**What the task asks**
Where the line with "Target: paved sidewalk" appears in the records below, start there and transcribe each line exactly through the last.

**Input data**
□ □ □

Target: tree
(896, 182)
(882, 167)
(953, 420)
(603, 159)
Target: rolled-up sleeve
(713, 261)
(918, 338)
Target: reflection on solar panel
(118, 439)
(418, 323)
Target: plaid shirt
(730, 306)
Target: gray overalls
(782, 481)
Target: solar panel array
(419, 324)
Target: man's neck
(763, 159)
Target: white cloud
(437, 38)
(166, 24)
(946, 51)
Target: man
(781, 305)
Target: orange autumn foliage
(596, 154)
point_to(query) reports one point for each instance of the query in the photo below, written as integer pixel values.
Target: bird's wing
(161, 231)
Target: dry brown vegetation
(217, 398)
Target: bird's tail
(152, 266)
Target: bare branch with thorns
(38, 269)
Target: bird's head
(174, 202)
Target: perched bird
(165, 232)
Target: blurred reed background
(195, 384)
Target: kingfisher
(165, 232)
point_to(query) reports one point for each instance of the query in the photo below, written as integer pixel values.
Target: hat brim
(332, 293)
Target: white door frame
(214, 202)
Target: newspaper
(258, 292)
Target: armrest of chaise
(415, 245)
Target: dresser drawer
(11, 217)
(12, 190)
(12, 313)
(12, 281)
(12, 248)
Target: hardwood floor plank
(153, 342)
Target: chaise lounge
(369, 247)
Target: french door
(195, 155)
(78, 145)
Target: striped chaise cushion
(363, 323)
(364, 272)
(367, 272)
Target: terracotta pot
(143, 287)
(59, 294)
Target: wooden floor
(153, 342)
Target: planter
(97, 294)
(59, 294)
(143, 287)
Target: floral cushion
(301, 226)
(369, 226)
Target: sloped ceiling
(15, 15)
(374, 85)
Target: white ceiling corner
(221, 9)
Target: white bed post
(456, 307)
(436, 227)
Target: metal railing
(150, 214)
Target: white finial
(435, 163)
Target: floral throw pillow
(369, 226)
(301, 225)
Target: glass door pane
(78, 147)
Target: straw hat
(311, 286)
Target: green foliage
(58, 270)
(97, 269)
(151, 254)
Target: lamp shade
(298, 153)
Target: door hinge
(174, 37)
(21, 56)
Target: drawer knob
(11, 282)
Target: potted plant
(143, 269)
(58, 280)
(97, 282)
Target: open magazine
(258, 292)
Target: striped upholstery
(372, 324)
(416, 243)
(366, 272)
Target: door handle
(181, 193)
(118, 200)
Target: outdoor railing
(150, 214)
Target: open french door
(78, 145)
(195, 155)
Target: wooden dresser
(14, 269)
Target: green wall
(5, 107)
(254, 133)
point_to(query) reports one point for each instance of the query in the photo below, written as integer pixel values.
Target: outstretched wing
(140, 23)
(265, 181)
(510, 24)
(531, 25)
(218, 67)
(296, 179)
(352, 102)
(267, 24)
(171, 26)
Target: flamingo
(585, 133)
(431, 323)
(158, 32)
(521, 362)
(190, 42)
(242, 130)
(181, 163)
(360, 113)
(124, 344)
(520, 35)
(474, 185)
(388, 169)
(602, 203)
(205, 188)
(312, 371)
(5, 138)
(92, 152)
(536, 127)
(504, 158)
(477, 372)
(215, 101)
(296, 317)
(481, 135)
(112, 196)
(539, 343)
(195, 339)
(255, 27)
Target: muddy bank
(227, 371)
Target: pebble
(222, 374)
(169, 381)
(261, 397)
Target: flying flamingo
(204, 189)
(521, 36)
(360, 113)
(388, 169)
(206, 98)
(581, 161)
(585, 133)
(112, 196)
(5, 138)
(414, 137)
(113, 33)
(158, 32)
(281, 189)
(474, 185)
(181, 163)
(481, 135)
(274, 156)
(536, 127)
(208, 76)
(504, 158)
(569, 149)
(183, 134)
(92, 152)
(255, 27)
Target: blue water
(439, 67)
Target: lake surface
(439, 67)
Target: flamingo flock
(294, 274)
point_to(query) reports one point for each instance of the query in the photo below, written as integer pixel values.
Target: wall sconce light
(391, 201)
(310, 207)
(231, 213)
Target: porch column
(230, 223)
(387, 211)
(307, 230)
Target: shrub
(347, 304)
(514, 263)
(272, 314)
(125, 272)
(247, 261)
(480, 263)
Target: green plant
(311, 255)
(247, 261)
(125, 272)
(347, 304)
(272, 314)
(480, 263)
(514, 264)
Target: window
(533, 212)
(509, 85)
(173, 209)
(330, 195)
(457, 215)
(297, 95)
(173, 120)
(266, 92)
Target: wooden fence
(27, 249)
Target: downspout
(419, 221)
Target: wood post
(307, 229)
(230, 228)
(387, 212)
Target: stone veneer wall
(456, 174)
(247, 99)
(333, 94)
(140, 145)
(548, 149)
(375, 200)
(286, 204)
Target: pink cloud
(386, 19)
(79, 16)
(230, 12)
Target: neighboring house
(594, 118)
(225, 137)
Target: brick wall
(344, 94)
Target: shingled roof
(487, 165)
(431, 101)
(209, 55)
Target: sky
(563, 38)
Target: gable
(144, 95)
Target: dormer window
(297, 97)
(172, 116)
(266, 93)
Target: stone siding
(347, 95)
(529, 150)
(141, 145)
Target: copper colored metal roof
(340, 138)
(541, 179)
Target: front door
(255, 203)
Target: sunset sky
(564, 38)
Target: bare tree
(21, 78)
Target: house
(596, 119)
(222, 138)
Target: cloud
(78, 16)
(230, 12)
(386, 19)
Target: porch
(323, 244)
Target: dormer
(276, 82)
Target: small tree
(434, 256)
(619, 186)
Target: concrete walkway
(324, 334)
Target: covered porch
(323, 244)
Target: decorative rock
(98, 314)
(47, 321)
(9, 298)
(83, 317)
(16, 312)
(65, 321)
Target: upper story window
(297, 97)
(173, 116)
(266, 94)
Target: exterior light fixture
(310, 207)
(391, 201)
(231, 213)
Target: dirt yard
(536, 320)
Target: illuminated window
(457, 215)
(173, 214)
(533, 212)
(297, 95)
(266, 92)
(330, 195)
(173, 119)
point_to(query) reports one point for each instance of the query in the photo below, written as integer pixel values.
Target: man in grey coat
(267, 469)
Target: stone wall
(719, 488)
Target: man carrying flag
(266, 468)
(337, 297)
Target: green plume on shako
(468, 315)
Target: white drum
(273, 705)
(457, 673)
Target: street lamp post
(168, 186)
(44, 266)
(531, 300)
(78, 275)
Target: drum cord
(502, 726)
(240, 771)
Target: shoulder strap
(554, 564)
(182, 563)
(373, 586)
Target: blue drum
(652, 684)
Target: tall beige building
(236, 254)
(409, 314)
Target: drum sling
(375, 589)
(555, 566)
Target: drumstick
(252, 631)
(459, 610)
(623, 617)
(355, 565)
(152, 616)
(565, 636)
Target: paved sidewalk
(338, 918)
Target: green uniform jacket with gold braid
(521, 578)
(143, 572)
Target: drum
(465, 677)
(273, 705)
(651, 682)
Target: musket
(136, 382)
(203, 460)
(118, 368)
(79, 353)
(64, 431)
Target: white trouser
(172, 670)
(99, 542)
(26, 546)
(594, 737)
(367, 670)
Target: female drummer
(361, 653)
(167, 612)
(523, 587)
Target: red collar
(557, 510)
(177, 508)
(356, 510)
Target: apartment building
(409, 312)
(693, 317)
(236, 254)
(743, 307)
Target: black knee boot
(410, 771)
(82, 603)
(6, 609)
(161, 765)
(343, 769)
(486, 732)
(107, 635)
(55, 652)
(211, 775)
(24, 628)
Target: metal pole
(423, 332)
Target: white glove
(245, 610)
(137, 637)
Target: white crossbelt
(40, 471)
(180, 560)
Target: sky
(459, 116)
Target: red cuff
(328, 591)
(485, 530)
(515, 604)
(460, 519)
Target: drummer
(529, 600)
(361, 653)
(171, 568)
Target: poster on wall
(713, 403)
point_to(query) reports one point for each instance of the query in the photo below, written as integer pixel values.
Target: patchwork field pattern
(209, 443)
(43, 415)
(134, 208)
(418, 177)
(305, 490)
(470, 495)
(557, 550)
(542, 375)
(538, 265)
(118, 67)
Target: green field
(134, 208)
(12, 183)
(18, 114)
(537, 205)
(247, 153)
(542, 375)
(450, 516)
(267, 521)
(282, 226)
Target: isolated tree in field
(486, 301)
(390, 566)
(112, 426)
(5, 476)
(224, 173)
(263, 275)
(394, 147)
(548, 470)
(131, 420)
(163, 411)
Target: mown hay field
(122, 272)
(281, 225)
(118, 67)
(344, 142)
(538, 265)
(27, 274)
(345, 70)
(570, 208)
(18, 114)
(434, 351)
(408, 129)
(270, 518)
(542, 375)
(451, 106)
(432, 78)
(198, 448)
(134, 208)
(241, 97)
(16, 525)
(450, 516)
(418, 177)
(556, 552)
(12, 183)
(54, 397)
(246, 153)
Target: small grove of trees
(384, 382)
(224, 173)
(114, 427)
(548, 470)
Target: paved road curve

□ □ □

**Answer for the task**
Target: paved sidewalk
(338, 918)
Target: green uniform jacket with gold braid
(521, 578)
(143, 572)
Target: drum
(465, 677)
(273, 705)
(651, 682)
Target: musket
(136, 382)
(203, 460)
(118, 368)
(79, 353)
(64, 431)
Target: white trouser
(172, 670)
(99, 542)
(26, 546)
(594, 737)
(367, 670)
Target: female drummer
(361, 653)
(167, 612)
(523, 587)
Target: red collar
(557, 510)
(177, 508)
(356, 510)
Target: apartment building
(409, 312)
(693, 317)
(236, 254)
(743, 307)
Target: black knee boot
(410, 771)
(82, 603)
(6, 609)
(161, 765)
(343, 769)
(486, 732)
(107, 635)
(55, 652)
(211, 775)
(24, 628)
Target: metal pole
(423, 332)
Target: white glove
(245, 610)
(137, 637)
Target: white crossbelt
(40, 471)
(180, 560)
Target: sky
(459, 116)
Target: red cuff
(328, 591)
(485, 530)
(515, 604)
(460, 519)
Target: drummer
(529, 600)
(361, 653)
(171, 568)
Target: poster on wall
(713, 403)
point_to(query) reports one point for each instance of the query in the photo below, written as integer pixel values.
Target: patchwork field pattern
(209, 443)
(43, 415)
(134, 208)
(418, 177)
(305, 490)
(470, 495)
(557, 550)
(542, 375)
(538, 265)
(118, 67)
Target: green field
(134, 208)
(12, 183)
(18, 114)
(537, 205)
(247, 153)
(542, 375)
(450, 516)
(267, 521)
(282, 226)
Target: isolated tree in field
(486, 301)
(390, 566)
(112, 426)
(5, 476)
(224, 173)
(263, 275)
(394, 147)
(548, 470)
(131, 420)
(163, 411)
Target: mown hay field
(122, 272)
(281, 225)
(118, 67)
(344, 142)
(538, 265)
(27, 274)
(345, 70)
(570, 208)
(18, 114)
(434, 351)
(408, 129)
(270, 518)
(542, 375)
(451, 106)
(432, 78)
(198, 448)
(134, 208)
(241, 97)
(16, 525)
(450, 516)
(418, 177)
(556, 552)
(12, 183)
(54, 397)
(246, 153)
Target: small grove of trees
(384, 382)
(224, 173)
(114, 427)
(548, 470)
Target: paved road curve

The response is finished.